In the copy, leave out the pictures and repeat all records exactly.

[THE DATA Boundary: Start]

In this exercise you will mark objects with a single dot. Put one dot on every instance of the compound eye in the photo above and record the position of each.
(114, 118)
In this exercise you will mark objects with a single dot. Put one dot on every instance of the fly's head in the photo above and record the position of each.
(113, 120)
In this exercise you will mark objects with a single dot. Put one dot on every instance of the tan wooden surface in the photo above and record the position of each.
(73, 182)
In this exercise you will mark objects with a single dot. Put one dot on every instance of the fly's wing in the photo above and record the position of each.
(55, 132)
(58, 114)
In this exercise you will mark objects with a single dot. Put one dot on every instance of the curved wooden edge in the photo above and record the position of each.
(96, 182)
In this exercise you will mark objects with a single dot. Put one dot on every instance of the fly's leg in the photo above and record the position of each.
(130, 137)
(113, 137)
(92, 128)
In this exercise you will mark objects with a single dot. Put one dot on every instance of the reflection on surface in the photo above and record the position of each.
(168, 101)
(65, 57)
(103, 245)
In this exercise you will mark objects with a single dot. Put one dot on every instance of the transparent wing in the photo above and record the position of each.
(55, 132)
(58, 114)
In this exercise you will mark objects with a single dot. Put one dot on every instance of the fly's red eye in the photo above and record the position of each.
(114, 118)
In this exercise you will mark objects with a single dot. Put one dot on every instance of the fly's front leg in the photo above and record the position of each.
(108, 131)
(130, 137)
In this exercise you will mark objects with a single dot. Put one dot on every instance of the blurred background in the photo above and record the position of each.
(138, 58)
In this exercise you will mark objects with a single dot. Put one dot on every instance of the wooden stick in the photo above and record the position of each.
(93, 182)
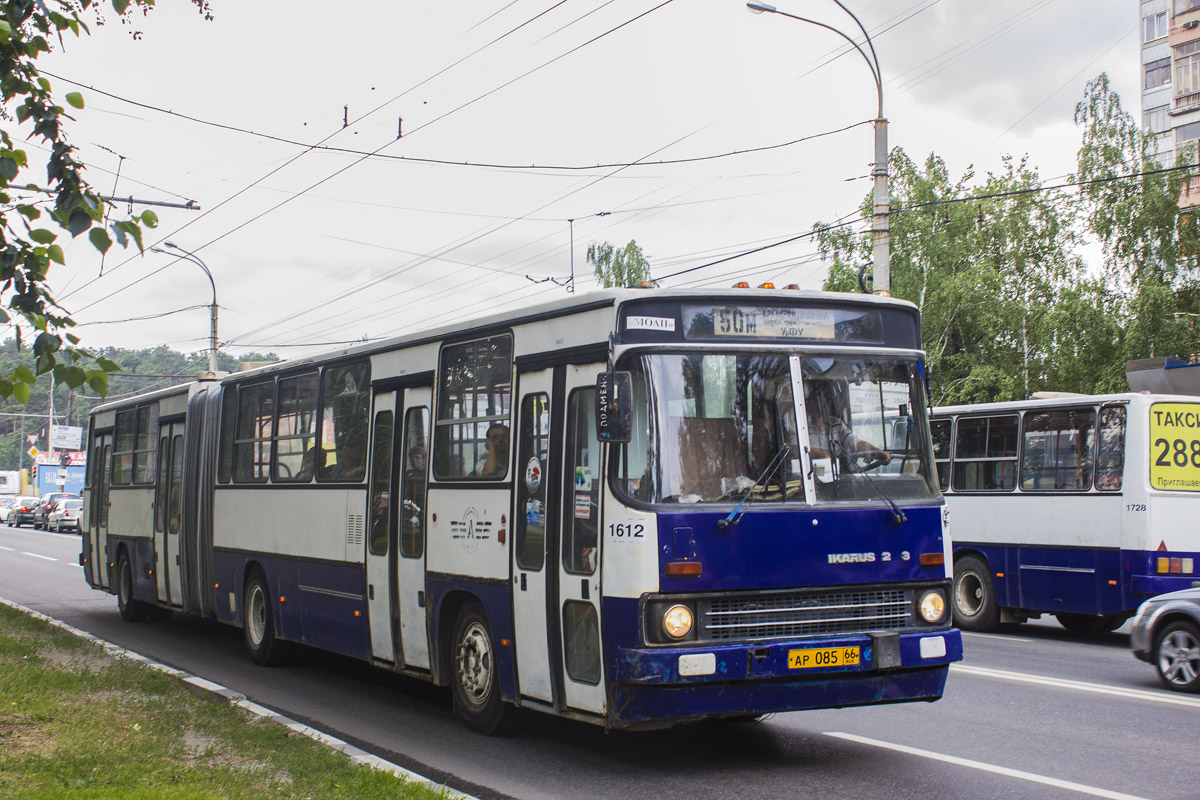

[THE DATA Boundary: End]

RESPONSE AREA -
In this exercise you will mark objects with a single dot. Put one dot on every instance of the compound eye in the photo above and record the position of each.
(114, 118)
In this exercise you will mark objects with a single dot. Put one dot on every instance of the fly's head in the photo above and record the position of each.
(113, 120)
In this exercise you will mark objects with a single dot. Put one dot on every instance of the tan wooden surface in the photo above and record the position of each.
(73, 182)
In this exercise you will mark objects with a single dot. Put one dot on every instance of the fly's wing in the photo above and record the position of each.
(55, 132)
(58, 114)
In this exercise you will mark objects with a single dot. Put one dot on every instance of the curved wooden edge in the photo above and record the position of each.
(96, 182)
In this exercise you will mark objects with a single dot. Put one dot on every instance of the fly's leg in the photo above and record the position of each.
(130, 137)
(113, 137)
(92, 128)
In this exercise you will mark objects with a single dot. Put one dot on every instance of the reflection on surface in the photo above and record the position of each.
(168, 101)
(65, 57)
(103, 245)
In this exercise you will mark objects with a single dot. Put one dot on every instance of the transparent wing in the photo above and record the position of each.
(55, 132)
(58, 114)
In this exercise you will mark objects with a single dot. Put one dot on every instance of the fly's red eye in the photo above and record the position of each.
(114, 118)
In this exercise you will mark objects with a single dot. Put one dot on every instance of the fly's front leg in the photo above and record the position of each.
(108, 131)
(130, 137)
In this exercise you will mark objects with a single dot. Put one dot on every instance of the blurred background in the photo above and record the position of each.
(138, 58)
In this exercise you will mark objects with a single dot. Put one dot on every instance of the wooden stick in the photo above and record the position of each.
(93, 182)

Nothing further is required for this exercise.